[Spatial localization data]
※
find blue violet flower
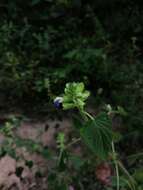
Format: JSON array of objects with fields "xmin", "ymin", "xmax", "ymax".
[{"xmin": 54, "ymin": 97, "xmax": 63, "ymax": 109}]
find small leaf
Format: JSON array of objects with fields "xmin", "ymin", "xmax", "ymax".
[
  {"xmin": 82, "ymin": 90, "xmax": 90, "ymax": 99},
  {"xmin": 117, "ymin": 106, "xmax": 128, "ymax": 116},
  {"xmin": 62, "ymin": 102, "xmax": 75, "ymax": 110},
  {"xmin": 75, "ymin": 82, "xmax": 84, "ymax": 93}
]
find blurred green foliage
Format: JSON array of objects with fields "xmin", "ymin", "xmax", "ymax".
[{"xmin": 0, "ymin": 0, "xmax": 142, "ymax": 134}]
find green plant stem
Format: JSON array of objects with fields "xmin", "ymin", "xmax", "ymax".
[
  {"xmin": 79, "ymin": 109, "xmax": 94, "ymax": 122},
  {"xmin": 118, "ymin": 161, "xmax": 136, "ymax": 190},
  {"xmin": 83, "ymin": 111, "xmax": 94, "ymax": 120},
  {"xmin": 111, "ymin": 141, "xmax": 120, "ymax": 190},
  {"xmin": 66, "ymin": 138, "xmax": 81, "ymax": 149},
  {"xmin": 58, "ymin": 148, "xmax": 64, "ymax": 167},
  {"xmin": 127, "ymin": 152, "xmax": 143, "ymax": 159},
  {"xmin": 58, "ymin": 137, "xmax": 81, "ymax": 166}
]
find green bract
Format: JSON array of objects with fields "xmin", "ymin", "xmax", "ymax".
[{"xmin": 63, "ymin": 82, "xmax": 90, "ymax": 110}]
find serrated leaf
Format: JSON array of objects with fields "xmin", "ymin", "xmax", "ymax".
※
* YOUR INSTRUCTIONS
Please state how many lines in the records above hold the word "find", giving only the number.

* ANSWER TO THE PROBLEM
6